▶ **What to do**
Reproduce each line from the first in the data through the line that contains "rough mask: <svg" exactly; give nothing else.

>>>

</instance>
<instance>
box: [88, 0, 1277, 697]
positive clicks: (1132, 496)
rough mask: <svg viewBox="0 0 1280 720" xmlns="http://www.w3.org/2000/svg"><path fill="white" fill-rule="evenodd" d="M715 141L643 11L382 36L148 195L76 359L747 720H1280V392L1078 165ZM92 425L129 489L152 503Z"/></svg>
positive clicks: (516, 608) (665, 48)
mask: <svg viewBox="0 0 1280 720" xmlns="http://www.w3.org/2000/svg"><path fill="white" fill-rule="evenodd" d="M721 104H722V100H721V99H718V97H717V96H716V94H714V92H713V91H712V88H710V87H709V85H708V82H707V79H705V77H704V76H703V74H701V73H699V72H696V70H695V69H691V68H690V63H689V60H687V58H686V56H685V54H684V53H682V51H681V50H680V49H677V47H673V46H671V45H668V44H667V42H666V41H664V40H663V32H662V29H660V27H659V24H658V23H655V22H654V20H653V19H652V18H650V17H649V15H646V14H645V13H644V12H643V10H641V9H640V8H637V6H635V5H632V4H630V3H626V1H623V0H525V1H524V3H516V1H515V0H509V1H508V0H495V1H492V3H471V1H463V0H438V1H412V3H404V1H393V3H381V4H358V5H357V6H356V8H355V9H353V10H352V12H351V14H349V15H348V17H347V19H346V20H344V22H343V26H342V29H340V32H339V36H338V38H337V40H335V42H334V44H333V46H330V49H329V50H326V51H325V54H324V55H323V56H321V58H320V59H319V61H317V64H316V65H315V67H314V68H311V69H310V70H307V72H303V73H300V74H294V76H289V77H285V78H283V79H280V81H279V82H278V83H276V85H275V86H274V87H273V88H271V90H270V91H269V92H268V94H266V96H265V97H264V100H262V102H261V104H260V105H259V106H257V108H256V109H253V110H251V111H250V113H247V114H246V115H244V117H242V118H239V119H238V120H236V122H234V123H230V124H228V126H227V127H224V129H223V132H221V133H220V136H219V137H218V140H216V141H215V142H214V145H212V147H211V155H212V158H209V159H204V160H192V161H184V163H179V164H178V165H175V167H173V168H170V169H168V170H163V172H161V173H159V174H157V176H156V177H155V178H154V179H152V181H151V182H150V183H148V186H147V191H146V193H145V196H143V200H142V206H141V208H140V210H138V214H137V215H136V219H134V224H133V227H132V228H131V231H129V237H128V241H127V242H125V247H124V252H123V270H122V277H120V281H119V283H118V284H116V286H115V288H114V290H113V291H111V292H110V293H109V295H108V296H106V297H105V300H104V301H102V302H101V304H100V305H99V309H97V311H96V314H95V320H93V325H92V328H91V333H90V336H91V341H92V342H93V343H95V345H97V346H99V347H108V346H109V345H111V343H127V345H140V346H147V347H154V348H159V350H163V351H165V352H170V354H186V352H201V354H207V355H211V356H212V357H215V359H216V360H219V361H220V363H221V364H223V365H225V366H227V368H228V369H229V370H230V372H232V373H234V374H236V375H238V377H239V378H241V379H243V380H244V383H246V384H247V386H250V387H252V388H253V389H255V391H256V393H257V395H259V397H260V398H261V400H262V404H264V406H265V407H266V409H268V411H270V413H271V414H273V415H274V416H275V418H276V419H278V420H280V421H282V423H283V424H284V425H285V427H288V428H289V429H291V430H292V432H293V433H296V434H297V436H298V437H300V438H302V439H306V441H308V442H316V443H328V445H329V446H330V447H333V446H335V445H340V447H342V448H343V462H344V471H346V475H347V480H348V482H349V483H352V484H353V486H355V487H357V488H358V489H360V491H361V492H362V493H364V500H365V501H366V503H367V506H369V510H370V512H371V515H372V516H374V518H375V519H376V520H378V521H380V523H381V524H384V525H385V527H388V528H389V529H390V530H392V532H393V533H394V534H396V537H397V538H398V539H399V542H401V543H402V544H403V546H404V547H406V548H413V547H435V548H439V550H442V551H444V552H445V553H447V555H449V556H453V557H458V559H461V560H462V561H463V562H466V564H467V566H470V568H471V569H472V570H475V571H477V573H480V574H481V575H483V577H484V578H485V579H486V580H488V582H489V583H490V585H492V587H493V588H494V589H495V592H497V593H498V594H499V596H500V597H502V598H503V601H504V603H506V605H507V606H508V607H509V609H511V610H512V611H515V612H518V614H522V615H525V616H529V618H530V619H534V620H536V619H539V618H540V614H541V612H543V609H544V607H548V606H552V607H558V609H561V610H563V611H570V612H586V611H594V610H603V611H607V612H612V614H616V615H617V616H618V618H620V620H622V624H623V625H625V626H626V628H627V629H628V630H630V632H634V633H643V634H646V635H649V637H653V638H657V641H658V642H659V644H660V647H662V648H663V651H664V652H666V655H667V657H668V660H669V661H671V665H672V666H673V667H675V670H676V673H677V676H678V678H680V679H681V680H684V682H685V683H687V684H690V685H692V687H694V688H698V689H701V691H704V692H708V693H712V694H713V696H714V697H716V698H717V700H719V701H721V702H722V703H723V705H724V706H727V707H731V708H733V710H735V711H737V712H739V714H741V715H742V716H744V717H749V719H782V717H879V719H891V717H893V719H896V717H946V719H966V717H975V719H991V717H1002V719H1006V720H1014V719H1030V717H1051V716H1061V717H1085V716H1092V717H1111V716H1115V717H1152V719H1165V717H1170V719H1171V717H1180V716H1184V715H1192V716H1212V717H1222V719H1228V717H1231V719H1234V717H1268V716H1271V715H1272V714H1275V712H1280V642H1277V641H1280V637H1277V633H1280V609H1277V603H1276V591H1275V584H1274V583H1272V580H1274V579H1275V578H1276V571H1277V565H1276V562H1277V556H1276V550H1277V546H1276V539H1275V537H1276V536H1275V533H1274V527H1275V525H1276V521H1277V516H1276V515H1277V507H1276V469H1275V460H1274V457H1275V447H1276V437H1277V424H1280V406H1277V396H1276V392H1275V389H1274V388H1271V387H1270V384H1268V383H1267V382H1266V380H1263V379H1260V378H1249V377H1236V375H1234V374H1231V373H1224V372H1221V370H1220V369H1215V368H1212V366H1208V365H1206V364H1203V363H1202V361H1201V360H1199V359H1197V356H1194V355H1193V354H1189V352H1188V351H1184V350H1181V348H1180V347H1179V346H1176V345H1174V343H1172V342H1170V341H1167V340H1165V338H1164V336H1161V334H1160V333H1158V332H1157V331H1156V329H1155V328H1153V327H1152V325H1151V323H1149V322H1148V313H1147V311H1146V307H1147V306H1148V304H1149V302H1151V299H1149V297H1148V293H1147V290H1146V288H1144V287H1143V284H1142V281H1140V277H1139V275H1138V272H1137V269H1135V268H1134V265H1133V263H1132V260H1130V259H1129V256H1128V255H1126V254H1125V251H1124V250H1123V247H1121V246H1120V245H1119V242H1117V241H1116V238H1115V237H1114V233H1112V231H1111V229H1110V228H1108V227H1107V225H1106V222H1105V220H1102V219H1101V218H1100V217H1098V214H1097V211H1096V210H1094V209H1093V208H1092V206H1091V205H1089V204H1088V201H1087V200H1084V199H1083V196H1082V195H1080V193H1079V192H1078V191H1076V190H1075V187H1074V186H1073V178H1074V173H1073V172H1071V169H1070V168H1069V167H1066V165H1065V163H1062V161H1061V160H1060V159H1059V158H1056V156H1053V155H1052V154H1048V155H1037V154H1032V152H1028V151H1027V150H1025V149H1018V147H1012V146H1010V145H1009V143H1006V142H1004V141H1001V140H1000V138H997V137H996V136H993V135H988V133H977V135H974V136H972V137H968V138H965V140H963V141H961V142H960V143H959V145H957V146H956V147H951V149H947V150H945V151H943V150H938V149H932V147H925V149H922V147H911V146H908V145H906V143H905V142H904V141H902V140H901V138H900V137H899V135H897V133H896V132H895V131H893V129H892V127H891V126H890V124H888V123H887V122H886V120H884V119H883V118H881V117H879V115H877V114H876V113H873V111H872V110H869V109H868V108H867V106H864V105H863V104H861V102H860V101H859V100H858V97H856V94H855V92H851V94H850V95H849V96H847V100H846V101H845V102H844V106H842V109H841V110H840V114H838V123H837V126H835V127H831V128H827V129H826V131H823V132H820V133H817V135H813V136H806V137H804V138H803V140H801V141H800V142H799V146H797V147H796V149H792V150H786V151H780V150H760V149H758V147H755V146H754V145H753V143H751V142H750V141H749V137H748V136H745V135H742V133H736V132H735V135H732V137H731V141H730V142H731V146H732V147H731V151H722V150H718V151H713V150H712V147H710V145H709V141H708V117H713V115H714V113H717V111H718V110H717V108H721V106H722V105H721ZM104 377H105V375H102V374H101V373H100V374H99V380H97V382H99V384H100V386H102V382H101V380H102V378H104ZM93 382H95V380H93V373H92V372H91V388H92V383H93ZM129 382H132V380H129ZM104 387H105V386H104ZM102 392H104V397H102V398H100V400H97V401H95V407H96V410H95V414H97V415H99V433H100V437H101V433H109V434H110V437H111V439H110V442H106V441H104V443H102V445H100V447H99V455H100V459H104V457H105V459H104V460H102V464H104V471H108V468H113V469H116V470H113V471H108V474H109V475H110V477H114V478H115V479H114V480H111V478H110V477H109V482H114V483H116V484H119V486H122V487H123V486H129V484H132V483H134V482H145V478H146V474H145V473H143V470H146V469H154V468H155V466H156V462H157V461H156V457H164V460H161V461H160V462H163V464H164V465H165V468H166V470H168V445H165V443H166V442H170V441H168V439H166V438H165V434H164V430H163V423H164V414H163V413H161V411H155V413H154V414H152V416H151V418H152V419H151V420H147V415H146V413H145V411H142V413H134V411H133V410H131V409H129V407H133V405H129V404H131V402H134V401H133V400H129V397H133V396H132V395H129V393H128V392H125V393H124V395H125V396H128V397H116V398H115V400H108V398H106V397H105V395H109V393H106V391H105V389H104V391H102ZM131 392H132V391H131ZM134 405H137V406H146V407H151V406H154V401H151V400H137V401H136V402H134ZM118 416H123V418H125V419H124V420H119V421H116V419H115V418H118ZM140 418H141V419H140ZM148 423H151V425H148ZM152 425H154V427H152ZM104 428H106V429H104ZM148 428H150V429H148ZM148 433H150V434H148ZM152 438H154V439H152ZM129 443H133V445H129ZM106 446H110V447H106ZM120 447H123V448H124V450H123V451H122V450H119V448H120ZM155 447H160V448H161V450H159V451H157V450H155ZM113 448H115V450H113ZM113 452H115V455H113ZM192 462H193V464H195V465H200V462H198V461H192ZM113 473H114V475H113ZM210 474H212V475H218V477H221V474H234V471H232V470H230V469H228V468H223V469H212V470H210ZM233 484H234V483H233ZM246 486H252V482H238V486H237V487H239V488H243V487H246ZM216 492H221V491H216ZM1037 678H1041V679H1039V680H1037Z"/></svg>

<<<

▶ **Answer to the problem**
</instance>
<instance>
box: [88, 0, 1277, 697]
positive clicks: (1132, 496)
rough mask: <svg viewBox="0 0 1280 720" xmlns="http://www.w3.org/2000/svg"><path fill="white" fill-rule="evenodd" d="M715 141L643 11L382 36L148 195L76 359L747 720H1280V392L1078 165ZM92 425L129 489L152 503Z"/></svg>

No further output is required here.